> [KORTE OPGAVE]:
Zet de regels van de records hieronder, vanaf de regel met "Please point out the hillside" tot en met het einde van de records, om in een genummerde lijst. Laat lege regels weg.

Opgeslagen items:
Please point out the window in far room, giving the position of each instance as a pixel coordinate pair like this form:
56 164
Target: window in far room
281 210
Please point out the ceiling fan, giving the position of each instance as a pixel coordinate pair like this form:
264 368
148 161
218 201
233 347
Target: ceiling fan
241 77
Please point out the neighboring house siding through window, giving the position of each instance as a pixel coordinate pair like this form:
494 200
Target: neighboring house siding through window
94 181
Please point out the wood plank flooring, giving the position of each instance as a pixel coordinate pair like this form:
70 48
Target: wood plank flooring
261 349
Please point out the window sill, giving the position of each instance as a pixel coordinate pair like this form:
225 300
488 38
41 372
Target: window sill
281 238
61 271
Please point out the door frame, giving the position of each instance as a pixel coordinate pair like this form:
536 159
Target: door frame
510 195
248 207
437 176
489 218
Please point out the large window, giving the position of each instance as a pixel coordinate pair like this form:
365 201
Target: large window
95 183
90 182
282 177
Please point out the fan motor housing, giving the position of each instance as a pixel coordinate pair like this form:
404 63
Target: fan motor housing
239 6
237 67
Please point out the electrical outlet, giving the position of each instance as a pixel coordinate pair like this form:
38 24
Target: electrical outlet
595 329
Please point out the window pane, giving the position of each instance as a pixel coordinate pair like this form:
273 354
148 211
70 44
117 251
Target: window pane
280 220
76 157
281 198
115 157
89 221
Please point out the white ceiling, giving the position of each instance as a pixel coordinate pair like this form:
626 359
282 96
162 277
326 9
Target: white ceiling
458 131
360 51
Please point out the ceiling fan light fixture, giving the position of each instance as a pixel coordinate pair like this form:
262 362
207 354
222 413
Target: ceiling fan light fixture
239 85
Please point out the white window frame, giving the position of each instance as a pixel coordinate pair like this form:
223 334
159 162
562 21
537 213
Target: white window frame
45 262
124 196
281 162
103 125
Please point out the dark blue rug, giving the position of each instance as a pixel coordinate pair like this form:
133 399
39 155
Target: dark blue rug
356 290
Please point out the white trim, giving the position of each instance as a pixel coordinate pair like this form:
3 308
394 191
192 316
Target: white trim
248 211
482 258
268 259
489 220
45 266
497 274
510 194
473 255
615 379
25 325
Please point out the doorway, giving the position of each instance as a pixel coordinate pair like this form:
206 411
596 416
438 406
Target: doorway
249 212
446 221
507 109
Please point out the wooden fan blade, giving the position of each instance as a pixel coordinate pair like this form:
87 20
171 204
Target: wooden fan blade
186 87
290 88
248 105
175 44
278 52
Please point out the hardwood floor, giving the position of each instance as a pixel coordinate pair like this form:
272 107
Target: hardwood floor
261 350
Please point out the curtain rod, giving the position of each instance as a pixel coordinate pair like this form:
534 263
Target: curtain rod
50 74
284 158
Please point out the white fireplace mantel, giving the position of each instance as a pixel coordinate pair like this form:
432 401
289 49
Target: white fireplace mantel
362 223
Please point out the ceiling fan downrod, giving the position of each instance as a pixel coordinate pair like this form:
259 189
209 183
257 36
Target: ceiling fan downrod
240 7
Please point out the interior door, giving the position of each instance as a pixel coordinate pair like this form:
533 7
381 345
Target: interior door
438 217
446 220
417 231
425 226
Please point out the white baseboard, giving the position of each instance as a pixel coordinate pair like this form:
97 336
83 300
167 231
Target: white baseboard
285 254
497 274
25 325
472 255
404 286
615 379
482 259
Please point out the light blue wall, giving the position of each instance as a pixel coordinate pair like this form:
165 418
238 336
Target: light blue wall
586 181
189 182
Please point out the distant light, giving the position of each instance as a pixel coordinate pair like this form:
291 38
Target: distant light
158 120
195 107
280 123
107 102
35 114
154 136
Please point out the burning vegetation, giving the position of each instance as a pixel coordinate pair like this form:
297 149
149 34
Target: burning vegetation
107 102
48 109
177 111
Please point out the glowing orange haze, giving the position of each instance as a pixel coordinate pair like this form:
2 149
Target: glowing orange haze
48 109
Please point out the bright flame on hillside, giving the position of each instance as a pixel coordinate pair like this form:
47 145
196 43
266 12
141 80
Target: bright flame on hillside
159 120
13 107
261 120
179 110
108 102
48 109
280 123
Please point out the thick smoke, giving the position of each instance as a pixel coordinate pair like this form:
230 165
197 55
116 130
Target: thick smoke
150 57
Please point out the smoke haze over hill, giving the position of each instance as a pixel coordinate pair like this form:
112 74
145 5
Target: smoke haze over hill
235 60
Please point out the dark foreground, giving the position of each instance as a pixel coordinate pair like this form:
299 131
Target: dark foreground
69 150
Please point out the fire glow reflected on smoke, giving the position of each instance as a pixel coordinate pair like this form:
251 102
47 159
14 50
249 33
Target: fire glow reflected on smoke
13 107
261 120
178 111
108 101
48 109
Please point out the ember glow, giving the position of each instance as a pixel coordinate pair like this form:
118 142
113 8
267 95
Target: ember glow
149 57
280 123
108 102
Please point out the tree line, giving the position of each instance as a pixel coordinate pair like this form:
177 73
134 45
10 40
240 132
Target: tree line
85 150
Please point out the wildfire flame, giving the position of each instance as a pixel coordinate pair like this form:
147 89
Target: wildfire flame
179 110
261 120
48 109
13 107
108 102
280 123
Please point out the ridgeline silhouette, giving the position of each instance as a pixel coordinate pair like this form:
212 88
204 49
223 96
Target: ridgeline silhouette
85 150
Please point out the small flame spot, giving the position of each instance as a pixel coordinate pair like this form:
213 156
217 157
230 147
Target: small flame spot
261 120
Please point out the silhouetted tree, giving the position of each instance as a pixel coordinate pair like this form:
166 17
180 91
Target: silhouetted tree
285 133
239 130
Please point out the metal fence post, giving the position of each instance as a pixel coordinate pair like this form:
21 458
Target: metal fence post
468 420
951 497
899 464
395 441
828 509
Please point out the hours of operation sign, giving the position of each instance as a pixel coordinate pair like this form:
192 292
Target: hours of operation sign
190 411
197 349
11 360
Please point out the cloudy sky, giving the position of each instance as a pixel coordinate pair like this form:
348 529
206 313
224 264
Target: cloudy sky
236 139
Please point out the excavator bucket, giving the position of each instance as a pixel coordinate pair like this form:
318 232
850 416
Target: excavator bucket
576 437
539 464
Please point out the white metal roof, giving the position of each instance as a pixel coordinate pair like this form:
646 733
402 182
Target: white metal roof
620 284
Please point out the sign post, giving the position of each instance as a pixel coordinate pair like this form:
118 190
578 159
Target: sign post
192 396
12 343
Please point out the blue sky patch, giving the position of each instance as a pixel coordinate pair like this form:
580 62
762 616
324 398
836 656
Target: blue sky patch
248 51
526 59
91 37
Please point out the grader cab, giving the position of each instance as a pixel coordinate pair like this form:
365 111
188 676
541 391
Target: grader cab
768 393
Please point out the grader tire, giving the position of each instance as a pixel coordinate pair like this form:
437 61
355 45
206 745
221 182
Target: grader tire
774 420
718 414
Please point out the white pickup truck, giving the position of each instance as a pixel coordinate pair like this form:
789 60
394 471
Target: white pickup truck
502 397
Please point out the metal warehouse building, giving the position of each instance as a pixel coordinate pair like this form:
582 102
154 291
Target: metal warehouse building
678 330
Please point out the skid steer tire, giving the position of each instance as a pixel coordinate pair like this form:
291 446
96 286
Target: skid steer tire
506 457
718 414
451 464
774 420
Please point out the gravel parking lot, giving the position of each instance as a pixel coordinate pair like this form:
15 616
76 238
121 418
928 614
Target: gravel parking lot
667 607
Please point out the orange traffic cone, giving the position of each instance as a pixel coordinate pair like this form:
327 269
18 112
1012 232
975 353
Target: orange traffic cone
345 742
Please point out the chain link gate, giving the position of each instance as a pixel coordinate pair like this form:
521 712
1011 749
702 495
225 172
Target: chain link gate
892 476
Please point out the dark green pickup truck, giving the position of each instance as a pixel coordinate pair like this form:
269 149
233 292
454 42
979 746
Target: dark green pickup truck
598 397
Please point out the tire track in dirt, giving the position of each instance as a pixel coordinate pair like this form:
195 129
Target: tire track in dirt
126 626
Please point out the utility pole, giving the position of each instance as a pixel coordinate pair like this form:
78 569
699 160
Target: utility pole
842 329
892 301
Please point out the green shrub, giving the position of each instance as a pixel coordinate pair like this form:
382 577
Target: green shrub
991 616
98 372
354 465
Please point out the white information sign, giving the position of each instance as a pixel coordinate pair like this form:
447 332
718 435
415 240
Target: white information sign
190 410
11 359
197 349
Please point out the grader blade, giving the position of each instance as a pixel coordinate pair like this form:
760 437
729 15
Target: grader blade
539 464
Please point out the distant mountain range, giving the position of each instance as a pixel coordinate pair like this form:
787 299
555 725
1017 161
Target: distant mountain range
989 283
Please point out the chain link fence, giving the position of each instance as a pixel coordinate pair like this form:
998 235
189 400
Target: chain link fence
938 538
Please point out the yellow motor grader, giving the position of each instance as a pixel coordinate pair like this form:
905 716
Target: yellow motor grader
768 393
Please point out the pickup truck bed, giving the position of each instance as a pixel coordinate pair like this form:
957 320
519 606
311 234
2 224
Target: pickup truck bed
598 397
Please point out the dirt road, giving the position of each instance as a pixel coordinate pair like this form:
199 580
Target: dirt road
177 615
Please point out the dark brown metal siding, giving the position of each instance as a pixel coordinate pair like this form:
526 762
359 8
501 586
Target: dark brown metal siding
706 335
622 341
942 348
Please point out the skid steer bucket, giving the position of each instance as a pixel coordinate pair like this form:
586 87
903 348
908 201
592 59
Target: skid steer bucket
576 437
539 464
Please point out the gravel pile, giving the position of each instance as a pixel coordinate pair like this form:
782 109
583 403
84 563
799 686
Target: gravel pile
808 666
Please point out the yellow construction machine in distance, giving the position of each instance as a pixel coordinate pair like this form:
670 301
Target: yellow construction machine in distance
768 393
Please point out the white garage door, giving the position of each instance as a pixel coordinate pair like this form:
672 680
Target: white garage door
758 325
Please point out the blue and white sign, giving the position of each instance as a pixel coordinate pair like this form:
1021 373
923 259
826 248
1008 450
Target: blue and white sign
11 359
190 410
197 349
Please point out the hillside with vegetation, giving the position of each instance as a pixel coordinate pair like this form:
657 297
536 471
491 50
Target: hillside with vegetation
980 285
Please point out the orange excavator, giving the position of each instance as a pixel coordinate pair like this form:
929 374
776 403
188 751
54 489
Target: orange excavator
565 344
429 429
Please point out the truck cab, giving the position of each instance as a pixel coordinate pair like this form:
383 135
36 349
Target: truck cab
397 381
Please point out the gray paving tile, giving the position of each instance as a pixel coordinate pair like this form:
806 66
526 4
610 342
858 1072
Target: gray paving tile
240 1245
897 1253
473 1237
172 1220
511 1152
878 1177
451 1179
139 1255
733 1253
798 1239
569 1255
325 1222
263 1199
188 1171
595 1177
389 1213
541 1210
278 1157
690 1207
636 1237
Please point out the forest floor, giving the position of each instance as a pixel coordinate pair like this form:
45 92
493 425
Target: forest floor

> [VOLLEDIG ANTWOORD]:
1. Please point out the hillside with vegetation, giving the position of each instance as a pixel coordinate pair like this form:
2. 657 297
3. 536 471
4. 491 50
5. Target: hillside with vegetation
6. 980 285
7. Please point out the orange excavator, giving the position of each instance as a pixel coordinate pair like this form:
8. 929 374
9. 776 403
10. 188 751
11. 54 489
12. Target: orange excavator
13. 565 344
14. 429 429
15. Please point out the truck cab, giving the position of each instance as a pixel coordinate pair like this form:
16. 383 135
17. 36 349
18. Target: truck cab
19. 397 381
20. Please point out the gray paving tile, giving the position of each instance as a pixel coordinate pair like this form:
21. 806 66
22. 526 4
23. 610 342
24. 858 1072
25. Target: gray paving tile
26. 240 1245
27. 897 1253
28. 473 1237
29. 172 1220
30. 511 1152
31. 878 1177
32. 451 1179
33. 139 1255
34. 733 1253
35. 798 1239
36. 569 1255
37. 325 1222
38. 263 1199
39. 188 1171
40. 595 1177
41. 389 1213
42. 541 1210
43. 278 1157
44. 690 1207
45. 636 1237
46. Please point out the forest floor, giving the position of each instance as a pixel coordinate pair like this form:
47. 45 92
48. 493 425
49. Target: forest floor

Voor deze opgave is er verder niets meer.